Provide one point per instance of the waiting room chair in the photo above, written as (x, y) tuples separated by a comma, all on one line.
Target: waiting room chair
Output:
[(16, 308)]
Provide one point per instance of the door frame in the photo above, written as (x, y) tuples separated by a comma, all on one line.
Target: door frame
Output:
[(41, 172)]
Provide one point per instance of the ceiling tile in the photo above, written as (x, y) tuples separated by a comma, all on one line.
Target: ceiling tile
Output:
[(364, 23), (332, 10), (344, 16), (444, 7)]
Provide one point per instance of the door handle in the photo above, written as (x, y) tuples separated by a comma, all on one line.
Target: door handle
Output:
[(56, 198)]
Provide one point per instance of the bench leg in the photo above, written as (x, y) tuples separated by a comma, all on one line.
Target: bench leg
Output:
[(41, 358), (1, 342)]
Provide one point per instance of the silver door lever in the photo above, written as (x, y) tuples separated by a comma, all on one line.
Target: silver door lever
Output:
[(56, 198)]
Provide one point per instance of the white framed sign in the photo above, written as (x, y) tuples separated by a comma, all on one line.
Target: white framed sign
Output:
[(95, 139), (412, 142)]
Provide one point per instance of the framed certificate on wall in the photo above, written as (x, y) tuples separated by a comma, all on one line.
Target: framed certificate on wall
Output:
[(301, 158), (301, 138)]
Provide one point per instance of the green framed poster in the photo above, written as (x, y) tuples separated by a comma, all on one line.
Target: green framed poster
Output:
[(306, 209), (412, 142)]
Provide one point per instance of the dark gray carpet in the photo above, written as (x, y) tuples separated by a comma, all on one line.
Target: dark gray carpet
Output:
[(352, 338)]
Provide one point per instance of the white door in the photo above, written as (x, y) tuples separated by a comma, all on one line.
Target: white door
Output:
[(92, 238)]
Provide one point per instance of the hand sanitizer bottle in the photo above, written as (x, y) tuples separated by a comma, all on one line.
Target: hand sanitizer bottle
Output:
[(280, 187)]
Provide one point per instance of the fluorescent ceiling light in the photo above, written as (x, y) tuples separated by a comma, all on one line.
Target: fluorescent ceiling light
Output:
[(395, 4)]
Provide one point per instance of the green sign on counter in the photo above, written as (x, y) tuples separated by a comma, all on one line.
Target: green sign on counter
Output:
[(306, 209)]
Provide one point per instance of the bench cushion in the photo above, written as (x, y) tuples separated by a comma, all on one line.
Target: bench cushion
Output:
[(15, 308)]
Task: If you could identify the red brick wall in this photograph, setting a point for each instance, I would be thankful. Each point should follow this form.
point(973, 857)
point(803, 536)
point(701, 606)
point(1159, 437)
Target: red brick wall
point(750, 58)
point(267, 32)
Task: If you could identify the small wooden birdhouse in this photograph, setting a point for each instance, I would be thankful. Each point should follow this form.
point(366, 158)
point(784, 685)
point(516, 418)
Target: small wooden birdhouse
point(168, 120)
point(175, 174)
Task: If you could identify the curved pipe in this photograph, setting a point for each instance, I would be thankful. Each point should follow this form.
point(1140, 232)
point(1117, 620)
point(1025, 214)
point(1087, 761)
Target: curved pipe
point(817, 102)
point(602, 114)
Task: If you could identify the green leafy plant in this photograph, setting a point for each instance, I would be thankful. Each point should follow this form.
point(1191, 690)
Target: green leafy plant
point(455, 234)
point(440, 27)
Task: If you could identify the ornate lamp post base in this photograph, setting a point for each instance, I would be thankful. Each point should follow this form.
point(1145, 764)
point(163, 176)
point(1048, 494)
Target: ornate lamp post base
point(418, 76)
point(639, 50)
•••••
WORK TO BE COMPLETED: Copy out the stretch of lines from the one containing "Task: If you could identify the red" through the one containing "point(602, 114)", requests included, and raise every coordinate in the answer points by 126. Keep the numbers in the requests and their sample points unchanged.

THE RESPONSE:
Task: If you could identify the red brick wall in this photograph, setting a point for each instance, I would be thankful. Each point should follow this form.
point(973, 857)
point(803, 536)
point(701, 606)
point(1159, 437)
Target: red brick wall
point(876, 184)
point(393, 158)
Task: If you could identify the small wooden birdhouse in this photograph, setting a point for each instance, I would be thankful. Each point should follow this form.
point(366, 158)
point(784, 685)
point(516, 418)
Target: small wooden birdhouse
point(294, 246)
point(301, 300)
Task: If you could identify the curved pipe in this photograph, setting a point for each instance, I would be thankful. Each point should follow this form.
point(1140, 232)
point(1117, 620)
point(1025, 214)
point(1087, 761)
Target: curved pipe
point(943, 228)
point(728, 240)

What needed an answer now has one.